Artist Mimi Ọnụọha delves behind the scenes of A.I., focusing on the human workforce that enables it to run. While the end user may see A.I. as independent from humans, many systems require vast amounts of manual tagging. Ọnụọha’s investigates the working spaces of the crowdsourced labour force, which largely operates remotely from bedrooms, front rooms and cafes in the Global South.
“It’s so tedious and intense,” Ọnụọha told Artnet News. “It’s important work but they won’t be paid the same as A.I. specialists or researchers. A.I. saves time, but whose time?” She points out the similarities between this labour distribution and the injustices of longer-running industries, such as fast fashion. “They are old patterns of labour architecture, but the aims are for this new technology.”
Ọnụọha does not call for an about turn on our relationship with these technologies, but a considered approach to their use. “We need to insert a little friction into how people approach these tools,” she said. “What is this ecosystem and how do we want it to be? What types of power differentials are we considering? If folks can consider this while at the same time holding the potential of A.I., I think that’s great. We’re past the point of being able to throw it out. The question becomes how to think strategically.”

▸ **Questions**:
[1] In the passage on Mimi Ọnụọha, where does the crowdsourced labor force mostly work from?
[2] Write down every question Ọnụọha asks in her quoted words in the passage on Mimi Ọnụọha.

(Saved data entries)
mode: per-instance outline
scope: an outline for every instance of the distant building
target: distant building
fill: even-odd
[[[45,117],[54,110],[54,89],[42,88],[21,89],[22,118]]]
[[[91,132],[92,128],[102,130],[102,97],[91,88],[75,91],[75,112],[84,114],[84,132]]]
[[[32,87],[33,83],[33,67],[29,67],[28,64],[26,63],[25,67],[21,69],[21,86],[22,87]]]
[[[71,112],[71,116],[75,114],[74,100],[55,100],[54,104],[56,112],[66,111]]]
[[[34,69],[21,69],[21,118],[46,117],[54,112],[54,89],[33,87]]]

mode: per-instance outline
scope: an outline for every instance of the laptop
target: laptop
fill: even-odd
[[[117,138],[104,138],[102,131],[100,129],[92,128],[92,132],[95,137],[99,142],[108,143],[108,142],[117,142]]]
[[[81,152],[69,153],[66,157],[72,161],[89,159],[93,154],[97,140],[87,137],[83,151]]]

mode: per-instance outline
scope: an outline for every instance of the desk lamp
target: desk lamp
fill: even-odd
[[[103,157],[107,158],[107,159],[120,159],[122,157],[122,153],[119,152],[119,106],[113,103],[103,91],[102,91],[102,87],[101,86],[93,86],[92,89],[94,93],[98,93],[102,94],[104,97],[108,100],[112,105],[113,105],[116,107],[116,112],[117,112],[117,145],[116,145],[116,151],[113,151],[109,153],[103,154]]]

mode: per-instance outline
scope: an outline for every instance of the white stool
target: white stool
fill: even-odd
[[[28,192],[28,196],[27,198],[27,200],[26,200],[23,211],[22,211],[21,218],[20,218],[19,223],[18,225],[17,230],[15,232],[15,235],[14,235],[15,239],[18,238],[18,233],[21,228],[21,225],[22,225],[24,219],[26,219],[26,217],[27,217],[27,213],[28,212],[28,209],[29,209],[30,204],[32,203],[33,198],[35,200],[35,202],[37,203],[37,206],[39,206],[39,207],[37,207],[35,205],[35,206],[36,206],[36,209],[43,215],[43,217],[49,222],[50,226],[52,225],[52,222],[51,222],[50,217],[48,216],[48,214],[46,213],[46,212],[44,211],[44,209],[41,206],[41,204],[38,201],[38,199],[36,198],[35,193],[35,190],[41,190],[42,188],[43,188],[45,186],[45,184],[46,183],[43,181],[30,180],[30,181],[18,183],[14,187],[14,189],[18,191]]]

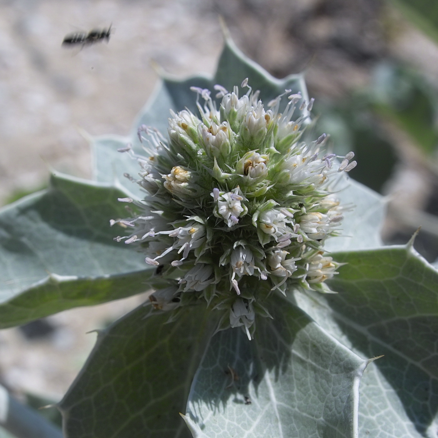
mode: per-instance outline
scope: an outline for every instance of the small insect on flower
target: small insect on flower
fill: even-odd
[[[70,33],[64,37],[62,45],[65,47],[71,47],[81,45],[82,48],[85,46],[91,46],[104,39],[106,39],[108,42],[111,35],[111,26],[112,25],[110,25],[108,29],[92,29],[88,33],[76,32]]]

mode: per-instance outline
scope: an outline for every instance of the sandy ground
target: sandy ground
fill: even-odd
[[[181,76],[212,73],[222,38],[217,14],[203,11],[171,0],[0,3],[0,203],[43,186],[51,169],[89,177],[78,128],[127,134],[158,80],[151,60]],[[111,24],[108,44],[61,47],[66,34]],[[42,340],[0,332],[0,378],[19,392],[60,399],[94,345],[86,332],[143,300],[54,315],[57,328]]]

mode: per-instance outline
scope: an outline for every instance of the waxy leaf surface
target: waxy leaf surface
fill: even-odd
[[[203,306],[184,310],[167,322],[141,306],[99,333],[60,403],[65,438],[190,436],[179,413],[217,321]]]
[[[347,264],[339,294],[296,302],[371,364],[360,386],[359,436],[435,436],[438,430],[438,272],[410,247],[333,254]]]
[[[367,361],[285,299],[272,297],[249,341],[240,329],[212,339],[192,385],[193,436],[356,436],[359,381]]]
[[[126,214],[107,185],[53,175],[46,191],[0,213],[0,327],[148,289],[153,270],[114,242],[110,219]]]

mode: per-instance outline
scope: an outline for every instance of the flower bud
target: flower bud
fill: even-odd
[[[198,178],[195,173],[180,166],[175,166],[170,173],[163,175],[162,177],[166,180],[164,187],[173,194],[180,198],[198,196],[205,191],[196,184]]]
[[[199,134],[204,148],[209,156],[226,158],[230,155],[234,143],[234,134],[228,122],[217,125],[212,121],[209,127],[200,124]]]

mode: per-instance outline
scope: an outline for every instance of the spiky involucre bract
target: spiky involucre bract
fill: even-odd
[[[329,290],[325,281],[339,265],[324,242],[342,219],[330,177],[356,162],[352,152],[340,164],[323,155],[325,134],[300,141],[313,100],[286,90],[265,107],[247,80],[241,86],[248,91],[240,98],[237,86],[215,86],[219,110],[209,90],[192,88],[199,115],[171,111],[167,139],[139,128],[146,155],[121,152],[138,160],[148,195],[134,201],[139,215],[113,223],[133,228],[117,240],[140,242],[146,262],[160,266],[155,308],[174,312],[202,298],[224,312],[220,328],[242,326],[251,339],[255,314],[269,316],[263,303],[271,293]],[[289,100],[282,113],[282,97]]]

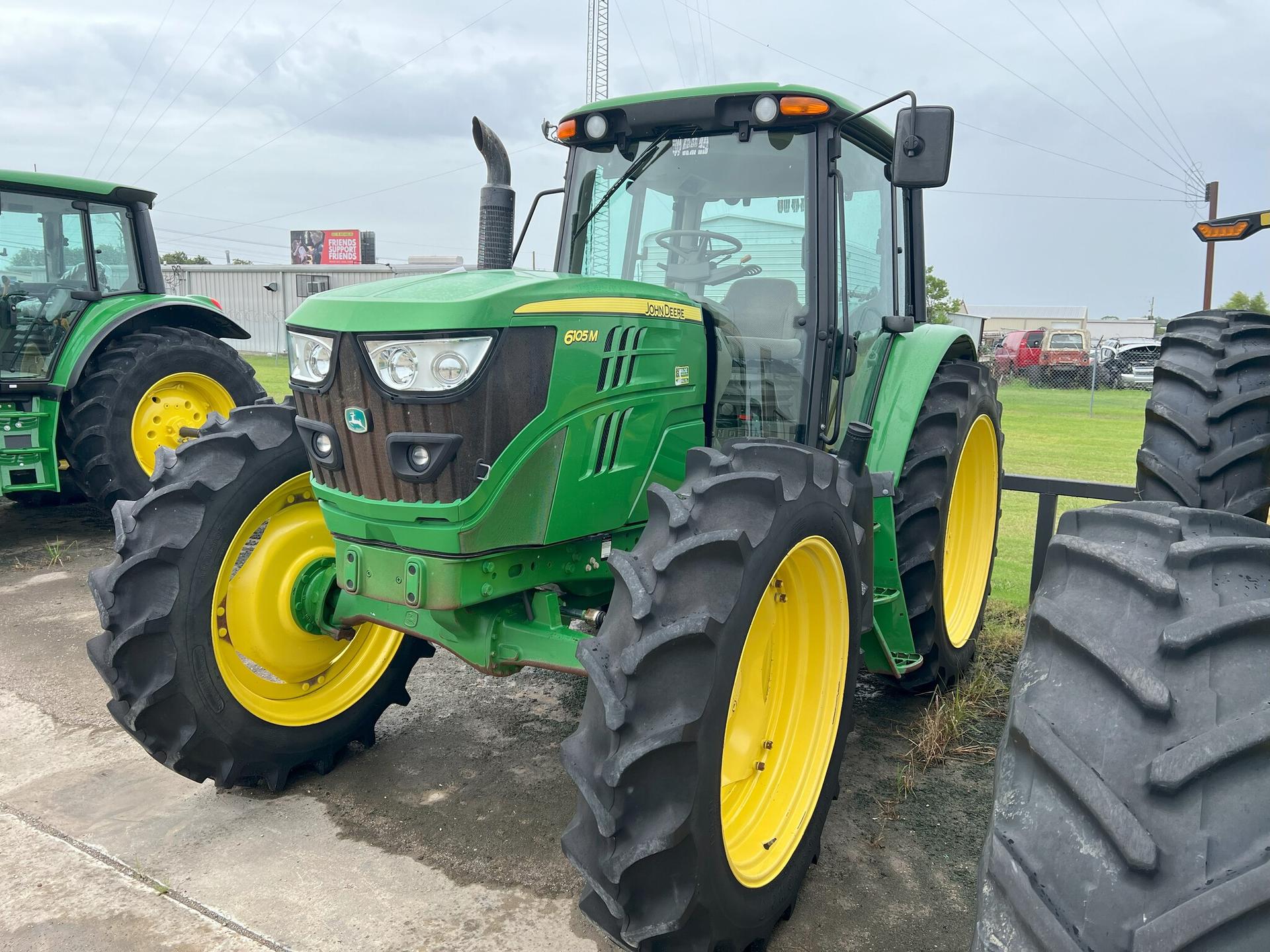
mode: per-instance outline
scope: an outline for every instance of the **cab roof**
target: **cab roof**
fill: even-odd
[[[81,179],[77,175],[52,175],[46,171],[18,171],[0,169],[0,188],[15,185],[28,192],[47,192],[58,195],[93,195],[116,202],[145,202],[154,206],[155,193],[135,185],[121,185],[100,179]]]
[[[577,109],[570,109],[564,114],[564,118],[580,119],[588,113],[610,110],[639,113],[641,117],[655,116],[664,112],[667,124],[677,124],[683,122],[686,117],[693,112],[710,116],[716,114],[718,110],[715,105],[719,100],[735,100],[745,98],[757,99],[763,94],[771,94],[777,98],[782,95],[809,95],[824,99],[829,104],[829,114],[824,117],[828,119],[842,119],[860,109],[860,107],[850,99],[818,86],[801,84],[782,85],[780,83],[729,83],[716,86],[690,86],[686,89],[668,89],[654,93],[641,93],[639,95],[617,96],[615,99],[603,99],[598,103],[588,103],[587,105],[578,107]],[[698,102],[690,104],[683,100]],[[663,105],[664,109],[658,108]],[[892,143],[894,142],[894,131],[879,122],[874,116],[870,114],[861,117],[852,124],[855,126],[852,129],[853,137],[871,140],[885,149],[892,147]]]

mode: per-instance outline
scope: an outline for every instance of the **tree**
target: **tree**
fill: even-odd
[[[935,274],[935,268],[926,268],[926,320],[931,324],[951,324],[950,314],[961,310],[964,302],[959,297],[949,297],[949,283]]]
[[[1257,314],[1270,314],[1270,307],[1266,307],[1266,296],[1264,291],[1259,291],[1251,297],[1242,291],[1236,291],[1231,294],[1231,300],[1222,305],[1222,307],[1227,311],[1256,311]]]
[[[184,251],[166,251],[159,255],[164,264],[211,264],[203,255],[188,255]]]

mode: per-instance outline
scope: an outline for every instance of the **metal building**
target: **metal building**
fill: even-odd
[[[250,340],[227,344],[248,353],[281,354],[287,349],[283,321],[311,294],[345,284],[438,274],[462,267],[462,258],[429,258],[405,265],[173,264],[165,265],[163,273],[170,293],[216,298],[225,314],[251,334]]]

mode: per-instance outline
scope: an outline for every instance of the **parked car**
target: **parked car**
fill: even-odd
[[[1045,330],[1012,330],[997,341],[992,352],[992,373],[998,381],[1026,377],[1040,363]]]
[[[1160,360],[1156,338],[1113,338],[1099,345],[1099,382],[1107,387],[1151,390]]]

...

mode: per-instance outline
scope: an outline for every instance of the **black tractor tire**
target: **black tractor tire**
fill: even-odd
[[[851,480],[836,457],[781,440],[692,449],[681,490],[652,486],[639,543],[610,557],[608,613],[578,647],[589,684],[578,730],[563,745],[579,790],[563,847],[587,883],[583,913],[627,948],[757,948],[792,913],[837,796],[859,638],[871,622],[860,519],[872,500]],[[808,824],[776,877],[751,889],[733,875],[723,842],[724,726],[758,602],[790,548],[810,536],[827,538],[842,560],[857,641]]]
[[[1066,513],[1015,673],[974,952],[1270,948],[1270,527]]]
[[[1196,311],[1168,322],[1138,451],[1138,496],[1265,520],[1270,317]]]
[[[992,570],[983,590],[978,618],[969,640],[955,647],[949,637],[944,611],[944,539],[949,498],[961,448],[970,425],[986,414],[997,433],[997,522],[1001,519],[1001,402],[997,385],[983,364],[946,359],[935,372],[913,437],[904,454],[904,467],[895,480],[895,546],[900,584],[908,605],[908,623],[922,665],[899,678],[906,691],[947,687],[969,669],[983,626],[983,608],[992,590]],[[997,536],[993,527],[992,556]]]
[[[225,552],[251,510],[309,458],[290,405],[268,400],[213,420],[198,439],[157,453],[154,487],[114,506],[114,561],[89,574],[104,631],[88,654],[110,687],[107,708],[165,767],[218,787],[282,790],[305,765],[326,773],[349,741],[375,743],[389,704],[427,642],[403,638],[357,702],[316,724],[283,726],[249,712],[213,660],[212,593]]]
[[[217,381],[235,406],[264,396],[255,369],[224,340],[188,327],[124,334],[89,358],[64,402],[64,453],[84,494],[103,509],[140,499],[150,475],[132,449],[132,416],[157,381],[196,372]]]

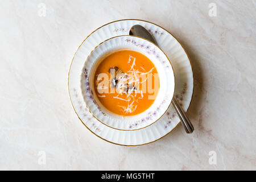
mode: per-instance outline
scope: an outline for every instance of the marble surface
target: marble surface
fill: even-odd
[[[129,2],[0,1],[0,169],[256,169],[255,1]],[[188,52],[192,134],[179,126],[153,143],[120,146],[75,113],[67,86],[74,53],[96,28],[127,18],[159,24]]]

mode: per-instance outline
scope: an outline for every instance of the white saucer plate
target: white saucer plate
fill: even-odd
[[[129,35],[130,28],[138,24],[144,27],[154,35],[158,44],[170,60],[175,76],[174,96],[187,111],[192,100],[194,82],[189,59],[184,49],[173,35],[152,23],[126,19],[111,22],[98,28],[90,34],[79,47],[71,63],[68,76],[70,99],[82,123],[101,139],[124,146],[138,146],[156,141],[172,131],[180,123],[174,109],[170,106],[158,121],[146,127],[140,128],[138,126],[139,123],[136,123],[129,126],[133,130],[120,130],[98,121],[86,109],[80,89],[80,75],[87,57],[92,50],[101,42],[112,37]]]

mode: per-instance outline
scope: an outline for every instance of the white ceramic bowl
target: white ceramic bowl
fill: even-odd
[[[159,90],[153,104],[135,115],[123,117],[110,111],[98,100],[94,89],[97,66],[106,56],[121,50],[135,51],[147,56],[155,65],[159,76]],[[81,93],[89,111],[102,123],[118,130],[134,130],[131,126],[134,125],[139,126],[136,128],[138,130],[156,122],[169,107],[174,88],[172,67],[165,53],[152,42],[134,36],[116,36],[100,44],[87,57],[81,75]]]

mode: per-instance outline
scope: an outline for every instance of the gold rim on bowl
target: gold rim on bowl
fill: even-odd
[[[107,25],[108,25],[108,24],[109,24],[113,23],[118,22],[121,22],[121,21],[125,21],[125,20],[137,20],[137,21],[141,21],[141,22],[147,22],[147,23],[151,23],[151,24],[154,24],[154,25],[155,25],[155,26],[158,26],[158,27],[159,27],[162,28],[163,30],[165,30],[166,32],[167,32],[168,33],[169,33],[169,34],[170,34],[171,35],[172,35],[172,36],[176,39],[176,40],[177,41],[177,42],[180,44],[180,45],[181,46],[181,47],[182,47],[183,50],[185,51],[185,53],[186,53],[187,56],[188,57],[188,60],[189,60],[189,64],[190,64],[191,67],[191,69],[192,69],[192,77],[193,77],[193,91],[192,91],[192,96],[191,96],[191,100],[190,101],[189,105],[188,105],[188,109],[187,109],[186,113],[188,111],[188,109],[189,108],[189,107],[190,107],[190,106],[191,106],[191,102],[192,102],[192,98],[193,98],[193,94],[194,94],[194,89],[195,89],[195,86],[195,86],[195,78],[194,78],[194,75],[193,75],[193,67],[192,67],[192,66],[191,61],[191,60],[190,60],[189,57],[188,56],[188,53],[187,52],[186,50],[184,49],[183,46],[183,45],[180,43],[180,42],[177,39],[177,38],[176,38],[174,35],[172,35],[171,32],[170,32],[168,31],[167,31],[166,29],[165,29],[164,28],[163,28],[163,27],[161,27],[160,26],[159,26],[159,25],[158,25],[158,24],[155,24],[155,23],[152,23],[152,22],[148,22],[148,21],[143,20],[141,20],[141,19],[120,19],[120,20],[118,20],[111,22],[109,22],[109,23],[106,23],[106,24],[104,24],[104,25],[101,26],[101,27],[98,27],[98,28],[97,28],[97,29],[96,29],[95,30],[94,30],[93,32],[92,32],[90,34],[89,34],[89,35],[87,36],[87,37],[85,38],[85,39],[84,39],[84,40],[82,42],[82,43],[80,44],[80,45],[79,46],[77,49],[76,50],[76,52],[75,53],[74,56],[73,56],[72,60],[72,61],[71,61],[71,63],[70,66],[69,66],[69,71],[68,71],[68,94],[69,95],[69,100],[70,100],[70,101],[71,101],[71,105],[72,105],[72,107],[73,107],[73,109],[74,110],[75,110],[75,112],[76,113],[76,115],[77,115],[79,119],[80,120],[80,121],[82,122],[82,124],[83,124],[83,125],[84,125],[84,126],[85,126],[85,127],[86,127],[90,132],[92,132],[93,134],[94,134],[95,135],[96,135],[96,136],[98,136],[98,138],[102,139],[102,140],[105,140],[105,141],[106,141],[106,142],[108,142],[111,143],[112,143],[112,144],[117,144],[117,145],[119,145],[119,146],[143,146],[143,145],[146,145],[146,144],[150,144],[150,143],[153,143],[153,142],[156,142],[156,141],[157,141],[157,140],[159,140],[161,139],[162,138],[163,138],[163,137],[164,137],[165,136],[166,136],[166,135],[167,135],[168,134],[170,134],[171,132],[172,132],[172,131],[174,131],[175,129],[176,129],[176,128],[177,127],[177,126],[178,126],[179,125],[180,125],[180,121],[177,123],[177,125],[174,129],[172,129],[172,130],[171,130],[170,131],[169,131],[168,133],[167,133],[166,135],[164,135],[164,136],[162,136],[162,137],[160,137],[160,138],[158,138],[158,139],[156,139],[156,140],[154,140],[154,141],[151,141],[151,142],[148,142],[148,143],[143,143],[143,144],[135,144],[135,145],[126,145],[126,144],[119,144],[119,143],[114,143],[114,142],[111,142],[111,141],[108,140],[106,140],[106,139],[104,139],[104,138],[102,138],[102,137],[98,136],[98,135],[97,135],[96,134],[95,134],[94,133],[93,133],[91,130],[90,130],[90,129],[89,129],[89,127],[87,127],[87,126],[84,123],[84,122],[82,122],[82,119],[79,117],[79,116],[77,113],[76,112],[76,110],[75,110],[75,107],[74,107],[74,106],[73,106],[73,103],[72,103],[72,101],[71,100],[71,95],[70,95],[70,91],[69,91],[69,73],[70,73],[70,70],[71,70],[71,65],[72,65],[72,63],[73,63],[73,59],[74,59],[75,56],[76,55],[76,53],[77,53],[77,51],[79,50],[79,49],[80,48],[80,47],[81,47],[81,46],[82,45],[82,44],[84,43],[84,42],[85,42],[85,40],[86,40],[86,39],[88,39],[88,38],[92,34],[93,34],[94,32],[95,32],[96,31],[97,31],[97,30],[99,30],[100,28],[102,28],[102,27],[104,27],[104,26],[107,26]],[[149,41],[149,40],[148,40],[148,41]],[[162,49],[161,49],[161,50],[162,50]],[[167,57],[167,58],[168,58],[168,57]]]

---

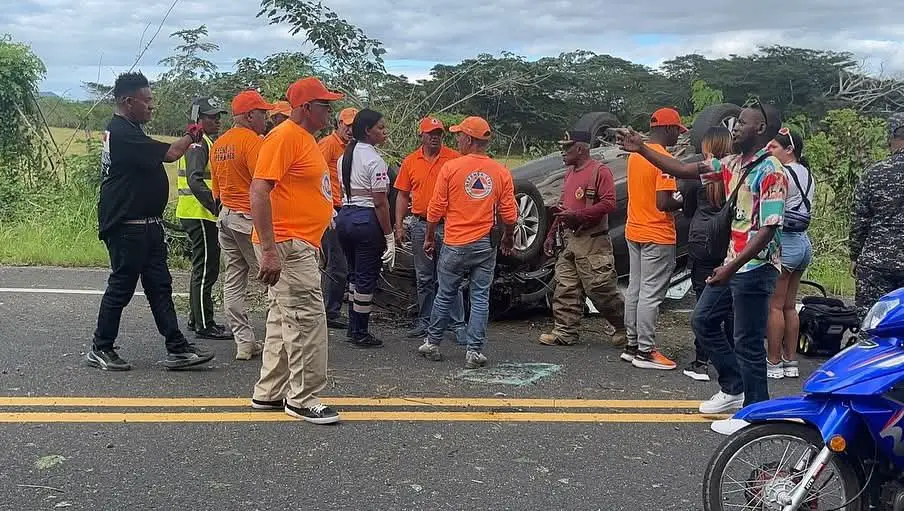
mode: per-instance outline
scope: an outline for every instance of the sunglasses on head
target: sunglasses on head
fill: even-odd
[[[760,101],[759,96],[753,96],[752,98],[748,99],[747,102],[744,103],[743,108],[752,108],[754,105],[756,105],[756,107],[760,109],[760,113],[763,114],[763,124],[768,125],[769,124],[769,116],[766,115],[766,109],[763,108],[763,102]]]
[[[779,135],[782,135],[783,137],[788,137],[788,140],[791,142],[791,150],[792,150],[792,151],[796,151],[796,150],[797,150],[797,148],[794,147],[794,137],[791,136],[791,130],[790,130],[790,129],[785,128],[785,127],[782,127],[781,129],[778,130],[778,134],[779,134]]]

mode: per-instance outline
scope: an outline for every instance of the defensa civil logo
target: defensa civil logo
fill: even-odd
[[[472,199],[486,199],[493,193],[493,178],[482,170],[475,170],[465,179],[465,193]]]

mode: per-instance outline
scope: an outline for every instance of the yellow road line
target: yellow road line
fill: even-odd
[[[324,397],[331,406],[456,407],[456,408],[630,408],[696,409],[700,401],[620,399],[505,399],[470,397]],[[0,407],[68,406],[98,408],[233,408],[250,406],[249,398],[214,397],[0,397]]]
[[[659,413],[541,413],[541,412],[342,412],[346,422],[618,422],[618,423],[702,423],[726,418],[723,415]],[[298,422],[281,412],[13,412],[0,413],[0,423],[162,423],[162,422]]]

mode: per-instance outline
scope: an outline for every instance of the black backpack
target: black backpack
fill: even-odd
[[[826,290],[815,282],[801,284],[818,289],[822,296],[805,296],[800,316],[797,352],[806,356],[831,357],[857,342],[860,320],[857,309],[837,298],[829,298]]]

▸ **Answers to the problems**:
[1] It works remotely from bedrooms, front rooms and cafes in the Global South.

[2]
- "A.I. saves time, but whose time?"
- "What is this ecosystem and how do we want it to be?"
- "What types of power differentials are we considering?"